PROMPT: Each record that follows should be repeated exactly, with no pictures carried over.

※

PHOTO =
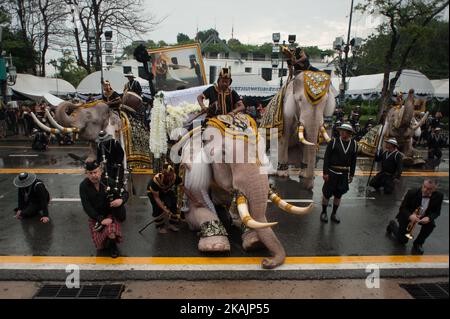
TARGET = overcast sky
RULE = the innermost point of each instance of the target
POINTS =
(315, 22)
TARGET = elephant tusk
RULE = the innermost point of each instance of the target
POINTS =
(59, 127)
(44, 127)
(242, 205)
(325, 135)
(277, 200)
(301, 136)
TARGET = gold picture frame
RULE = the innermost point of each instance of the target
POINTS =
(178, 67)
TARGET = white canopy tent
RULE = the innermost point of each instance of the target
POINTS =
(370, 86)
(252, 85)
(92, 83)
(38, 88)
(441, 89)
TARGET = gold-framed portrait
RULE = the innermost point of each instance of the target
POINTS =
(178, 67)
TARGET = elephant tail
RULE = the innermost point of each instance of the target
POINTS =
(198, 177)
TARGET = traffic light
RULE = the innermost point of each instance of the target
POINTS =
(141, 54)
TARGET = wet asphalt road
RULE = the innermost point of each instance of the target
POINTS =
(361, 233)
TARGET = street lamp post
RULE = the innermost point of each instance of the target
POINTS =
(277, 55)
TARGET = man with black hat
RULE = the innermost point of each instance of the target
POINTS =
(110, 153)
(300, 62)
(420, 206)
(391, 167)
(33, 197)
(338, 170)
(132, 85)
(222, 99)
(105, 207)
(160, 191)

※

SOLUTION:
PHOTO =
TARGET = overcast sky
RULE = the innermost point of each instance of the target
POINTS =
(315, 22)
TARGET = elephant tusk
RULE = the innermost point of each instance of the target
POINTS =
(59, 127)
(44, 127)
(242, 205)
(325, 135)
(277, 200)
(301, 136)
TARGET = gold picture frame
RULE = the innermost point of each instance of the target
POINTS =
(178, 67)
TARGET = white canopy tent
RULE = the innermost point of each instance of the target
POINTS =
(370, 86)
(252, 85)
(92, 83)
(38, 88)
(441, 89)
TARGET = gold-framed portrait
RULE = the innermost point of each instance of the target
POINTS =
(178, 67)
TARGET = elephant tail
RULE = the innermost point of each instance of the target
POINTS =
(198, 177)
TARGET = traffic light
RULE = the innermost point of each instance of the target
POINTS =
(141, 54)
TARGET = wet asphalt road
RULE = the innermost point of each instance of the target
POINTS =
(361, 233)
TARGET = street lamp post
RULE = the innermost point of each instance of the target
POINTS =
(277, 55)
TARGET = man with black hat
RULE = the innermost point of each instance of the target
POINTS =
(110, 153)
(300, 62)
(420, 206)
(391, 167)
(33, 197)
(338, 170)
(132, 85)
(222, 99)
(105, 207)
(160, 191)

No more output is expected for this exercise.